__Information provided__.
%%
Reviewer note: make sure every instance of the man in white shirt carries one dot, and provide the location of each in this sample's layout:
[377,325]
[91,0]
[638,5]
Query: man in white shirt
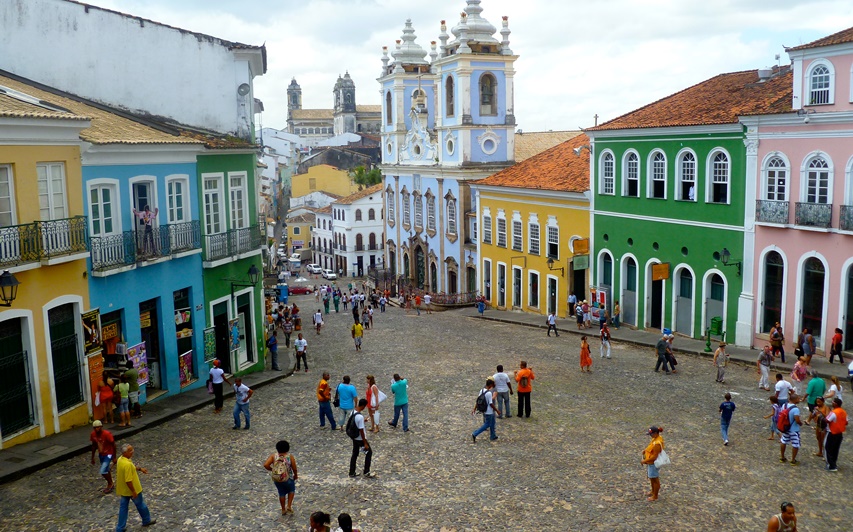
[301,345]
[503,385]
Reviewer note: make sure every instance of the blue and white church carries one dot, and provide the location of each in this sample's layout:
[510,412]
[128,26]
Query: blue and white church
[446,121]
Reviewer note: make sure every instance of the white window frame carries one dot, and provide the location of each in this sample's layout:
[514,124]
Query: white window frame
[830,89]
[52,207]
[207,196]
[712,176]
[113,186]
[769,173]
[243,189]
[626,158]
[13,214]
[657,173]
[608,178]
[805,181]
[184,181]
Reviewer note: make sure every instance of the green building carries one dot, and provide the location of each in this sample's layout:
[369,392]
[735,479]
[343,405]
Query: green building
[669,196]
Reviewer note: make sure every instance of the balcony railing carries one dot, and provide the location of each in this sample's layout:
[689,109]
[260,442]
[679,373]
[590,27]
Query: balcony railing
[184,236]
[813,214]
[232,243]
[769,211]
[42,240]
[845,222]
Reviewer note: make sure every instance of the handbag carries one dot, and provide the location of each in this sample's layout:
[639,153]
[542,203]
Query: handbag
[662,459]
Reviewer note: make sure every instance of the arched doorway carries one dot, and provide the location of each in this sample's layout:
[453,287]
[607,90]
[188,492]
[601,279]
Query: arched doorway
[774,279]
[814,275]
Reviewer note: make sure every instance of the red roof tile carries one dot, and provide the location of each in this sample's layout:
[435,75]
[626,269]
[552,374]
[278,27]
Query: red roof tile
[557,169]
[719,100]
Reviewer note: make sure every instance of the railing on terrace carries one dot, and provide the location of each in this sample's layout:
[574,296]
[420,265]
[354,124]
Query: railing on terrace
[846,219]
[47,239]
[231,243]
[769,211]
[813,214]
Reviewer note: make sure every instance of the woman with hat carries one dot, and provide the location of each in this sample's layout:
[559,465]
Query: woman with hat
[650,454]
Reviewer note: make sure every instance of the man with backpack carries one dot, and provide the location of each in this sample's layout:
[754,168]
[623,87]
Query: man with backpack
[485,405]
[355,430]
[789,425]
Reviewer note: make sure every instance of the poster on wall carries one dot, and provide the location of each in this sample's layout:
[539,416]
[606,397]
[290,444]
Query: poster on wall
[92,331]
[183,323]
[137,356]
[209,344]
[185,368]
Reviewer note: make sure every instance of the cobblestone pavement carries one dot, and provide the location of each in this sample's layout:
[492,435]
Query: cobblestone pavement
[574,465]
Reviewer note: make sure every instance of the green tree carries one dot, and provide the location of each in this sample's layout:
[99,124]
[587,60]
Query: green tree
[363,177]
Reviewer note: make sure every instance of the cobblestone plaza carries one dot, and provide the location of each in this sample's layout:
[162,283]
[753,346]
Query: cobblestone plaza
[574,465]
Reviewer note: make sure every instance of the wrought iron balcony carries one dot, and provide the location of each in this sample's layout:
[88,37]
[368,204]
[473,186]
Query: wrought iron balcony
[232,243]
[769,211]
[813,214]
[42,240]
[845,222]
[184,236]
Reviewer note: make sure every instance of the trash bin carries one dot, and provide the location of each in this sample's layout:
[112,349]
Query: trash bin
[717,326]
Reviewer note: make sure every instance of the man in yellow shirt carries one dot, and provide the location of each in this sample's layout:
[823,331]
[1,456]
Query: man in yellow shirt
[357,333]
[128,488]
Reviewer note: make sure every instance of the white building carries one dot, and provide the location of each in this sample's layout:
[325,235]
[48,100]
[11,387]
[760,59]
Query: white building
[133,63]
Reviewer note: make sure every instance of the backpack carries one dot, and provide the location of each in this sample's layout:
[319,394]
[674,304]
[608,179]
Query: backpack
%%
%%
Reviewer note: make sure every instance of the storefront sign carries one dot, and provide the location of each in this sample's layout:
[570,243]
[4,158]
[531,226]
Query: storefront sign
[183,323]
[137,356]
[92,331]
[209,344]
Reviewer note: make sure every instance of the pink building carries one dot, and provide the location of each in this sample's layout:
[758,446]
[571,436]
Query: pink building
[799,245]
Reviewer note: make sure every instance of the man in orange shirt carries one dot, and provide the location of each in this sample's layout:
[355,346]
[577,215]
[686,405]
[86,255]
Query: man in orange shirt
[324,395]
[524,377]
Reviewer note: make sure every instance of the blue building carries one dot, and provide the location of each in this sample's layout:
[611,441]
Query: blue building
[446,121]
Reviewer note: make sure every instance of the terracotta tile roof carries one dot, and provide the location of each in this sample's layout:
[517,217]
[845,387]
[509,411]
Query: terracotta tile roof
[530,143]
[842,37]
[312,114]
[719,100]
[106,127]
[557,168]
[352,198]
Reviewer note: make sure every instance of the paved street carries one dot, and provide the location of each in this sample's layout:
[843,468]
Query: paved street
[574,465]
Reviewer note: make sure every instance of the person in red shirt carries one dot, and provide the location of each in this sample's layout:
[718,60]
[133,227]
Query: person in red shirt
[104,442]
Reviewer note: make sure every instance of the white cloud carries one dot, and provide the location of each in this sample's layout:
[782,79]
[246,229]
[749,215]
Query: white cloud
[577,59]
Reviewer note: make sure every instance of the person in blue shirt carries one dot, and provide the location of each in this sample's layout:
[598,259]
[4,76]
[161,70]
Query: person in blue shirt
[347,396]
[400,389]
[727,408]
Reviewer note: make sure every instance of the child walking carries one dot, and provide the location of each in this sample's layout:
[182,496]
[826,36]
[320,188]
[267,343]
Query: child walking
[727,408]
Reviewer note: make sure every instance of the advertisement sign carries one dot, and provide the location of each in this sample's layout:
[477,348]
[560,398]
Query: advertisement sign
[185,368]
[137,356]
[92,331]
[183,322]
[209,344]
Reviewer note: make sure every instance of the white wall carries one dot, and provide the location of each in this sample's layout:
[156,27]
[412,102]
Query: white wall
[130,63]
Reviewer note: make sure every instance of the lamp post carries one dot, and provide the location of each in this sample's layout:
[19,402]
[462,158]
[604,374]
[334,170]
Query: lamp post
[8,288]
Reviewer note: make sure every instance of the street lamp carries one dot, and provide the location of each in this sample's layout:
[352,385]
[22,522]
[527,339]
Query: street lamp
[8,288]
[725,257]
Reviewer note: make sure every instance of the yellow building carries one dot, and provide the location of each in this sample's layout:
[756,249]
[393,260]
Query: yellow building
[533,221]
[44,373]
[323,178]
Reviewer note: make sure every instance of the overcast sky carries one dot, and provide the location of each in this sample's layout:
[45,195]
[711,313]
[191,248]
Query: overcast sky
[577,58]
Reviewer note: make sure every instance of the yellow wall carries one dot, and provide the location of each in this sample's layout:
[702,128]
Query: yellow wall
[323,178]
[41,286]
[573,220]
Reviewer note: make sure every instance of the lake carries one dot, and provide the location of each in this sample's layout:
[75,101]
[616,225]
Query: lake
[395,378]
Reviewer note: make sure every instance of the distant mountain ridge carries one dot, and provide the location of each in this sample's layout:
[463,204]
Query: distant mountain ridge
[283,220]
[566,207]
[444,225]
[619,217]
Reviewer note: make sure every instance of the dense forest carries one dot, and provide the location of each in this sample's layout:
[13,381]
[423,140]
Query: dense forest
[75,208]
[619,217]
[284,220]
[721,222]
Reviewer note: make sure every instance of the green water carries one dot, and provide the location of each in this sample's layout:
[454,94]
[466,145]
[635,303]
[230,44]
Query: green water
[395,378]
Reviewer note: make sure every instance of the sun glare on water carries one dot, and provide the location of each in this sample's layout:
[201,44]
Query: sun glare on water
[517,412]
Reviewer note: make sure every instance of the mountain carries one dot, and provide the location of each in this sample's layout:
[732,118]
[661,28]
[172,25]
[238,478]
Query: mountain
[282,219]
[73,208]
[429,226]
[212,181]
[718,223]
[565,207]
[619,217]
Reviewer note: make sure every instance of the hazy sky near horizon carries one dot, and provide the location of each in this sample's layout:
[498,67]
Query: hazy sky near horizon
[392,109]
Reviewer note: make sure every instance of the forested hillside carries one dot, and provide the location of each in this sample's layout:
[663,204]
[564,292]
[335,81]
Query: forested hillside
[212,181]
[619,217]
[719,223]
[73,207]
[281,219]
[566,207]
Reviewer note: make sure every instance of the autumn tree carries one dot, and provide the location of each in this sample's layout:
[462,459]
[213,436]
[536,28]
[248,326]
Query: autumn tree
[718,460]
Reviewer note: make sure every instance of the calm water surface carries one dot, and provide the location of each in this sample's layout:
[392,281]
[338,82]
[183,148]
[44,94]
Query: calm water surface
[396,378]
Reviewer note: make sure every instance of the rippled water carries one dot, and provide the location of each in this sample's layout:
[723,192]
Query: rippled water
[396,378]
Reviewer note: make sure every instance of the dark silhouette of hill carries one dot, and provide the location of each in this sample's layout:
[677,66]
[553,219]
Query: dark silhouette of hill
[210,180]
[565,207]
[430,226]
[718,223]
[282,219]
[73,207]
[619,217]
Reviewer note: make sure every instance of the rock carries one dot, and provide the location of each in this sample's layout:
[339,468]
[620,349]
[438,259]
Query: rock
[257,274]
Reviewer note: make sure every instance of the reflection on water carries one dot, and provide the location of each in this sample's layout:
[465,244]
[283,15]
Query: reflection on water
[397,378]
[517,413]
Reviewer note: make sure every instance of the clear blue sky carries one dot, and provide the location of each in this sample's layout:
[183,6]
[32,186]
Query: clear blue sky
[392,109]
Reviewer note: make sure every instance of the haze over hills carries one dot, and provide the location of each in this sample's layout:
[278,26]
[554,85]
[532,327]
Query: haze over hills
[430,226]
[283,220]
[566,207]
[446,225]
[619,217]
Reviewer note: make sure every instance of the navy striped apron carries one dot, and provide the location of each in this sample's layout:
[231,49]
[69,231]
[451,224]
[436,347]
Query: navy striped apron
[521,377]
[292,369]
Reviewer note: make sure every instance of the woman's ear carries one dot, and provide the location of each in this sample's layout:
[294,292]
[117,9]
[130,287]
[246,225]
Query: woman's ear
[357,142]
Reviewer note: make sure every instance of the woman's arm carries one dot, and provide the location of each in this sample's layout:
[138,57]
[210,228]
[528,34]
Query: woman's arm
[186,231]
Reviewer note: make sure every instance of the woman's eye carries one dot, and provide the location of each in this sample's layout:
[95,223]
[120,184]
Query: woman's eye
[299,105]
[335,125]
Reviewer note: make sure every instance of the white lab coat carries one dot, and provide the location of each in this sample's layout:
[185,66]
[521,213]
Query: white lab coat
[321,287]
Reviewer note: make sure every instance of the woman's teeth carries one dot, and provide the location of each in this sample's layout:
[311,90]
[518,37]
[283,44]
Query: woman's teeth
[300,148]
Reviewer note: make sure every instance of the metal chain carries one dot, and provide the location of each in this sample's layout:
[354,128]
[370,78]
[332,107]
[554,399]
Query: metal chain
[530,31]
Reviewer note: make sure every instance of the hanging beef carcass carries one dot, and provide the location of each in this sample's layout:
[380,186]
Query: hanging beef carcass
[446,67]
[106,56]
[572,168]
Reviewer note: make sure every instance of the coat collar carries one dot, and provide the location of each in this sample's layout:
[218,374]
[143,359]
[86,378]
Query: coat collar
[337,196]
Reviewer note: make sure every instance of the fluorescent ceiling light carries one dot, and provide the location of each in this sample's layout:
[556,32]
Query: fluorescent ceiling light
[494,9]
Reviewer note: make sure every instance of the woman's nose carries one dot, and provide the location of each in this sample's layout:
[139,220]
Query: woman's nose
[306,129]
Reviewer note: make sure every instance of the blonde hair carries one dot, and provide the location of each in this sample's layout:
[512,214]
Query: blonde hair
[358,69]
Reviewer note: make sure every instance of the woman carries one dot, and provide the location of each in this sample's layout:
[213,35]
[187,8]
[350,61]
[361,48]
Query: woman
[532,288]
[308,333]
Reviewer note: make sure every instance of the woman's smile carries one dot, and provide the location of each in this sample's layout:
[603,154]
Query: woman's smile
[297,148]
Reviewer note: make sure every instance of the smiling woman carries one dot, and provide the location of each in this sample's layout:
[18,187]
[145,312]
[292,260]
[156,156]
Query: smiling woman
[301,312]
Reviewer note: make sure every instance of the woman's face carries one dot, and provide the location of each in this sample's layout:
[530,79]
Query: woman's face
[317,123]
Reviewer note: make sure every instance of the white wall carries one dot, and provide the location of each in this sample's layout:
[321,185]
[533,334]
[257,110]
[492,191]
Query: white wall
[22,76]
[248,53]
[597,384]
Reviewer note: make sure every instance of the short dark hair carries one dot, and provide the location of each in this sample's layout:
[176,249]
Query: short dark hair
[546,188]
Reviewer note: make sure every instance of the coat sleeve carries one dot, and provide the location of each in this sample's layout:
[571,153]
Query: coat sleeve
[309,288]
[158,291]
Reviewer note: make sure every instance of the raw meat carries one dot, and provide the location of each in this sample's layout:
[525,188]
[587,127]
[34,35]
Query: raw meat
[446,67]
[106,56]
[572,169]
%%
Report every line of the listing above that contains the string "sleeve". Matching is case-sensitive.

__The response__.
Reviewer note: make sure every instance of the coat sleeve carries one dot, and provide the location of each in this sample's layout:
Query: coat sleeve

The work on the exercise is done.